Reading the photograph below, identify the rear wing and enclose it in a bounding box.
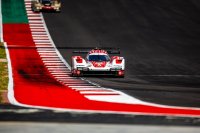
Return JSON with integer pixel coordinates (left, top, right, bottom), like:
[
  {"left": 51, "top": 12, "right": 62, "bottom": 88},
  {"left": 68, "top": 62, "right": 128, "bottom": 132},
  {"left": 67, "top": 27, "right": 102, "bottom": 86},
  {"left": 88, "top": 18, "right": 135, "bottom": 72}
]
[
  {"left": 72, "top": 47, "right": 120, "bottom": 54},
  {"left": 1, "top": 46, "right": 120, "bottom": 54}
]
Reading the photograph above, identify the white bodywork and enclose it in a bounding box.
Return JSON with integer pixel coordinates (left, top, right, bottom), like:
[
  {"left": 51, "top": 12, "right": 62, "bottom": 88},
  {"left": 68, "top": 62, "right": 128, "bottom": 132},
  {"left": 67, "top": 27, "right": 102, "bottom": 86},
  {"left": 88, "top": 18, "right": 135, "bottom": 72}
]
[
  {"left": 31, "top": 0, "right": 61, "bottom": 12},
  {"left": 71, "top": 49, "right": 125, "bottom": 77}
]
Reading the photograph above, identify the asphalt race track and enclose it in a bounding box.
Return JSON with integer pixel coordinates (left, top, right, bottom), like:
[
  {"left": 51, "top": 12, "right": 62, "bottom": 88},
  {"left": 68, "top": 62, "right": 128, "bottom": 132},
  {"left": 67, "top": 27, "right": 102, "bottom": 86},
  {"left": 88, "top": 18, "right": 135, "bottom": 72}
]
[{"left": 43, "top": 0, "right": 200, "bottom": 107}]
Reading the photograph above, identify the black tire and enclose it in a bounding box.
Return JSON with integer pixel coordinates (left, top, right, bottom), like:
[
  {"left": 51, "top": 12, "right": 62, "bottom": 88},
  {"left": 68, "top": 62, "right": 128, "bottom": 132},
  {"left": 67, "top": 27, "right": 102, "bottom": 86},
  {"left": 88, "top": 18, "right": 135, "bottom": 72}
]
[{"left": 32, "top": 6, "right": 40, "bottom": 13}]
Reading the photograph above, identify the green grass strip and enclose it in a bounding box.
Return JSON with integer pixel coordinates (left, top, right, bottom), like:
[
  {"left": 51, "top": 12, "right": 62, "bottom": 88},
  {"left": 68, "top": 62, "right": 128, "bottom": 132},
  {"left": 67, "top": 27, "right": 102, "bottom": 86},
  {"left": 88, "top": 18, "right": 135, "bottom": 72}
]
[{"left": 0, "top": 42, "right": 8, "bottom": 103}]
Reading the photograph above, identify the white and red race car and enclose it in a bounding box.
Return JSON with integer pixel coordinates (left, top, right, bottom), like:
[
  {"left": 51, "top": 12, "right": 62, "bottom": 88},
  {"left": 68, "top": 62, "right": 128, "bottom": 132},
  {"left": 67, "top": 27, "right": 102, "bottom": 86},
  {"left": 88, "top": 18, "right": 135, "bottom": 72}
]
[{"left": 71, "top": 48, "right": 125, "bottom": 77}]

================================

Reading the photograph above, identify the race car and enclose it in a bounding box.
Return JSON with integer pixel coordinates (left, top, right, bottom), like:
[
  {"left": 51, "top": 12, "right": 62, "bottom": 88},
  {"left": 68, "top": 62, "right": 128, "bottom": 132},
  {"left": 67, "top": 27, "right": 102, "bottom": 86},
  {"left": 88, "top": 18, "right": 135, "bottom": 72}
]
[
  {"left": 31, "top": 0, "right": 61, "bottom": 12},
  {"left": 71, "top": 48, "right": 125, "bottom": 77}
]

================================

**EXERCISE DETAILS**
Read through the listing and copy each line in which the word "Reading" occurs.

**RESPONSE TO THIS TASK**
Reading the photograph below, identify the rear wing and enclose it in a bounding box.
Reading the photograph above, identify the white bodywork and enclose it in a bounding box.
Reading the photograph above, identify the asphalt race track and enclose it in a bounding box.
Reading the photograph above, identify the black tire and enclose it in a bounding box.
Reading the photograph above, identify the green grass strip and enclose it in a bounding box.
Reading the photograph above, identify the white and red race car and enclose it in a bounding box.
Reading the photograph above, identify the race car and enclose it in a bounding box.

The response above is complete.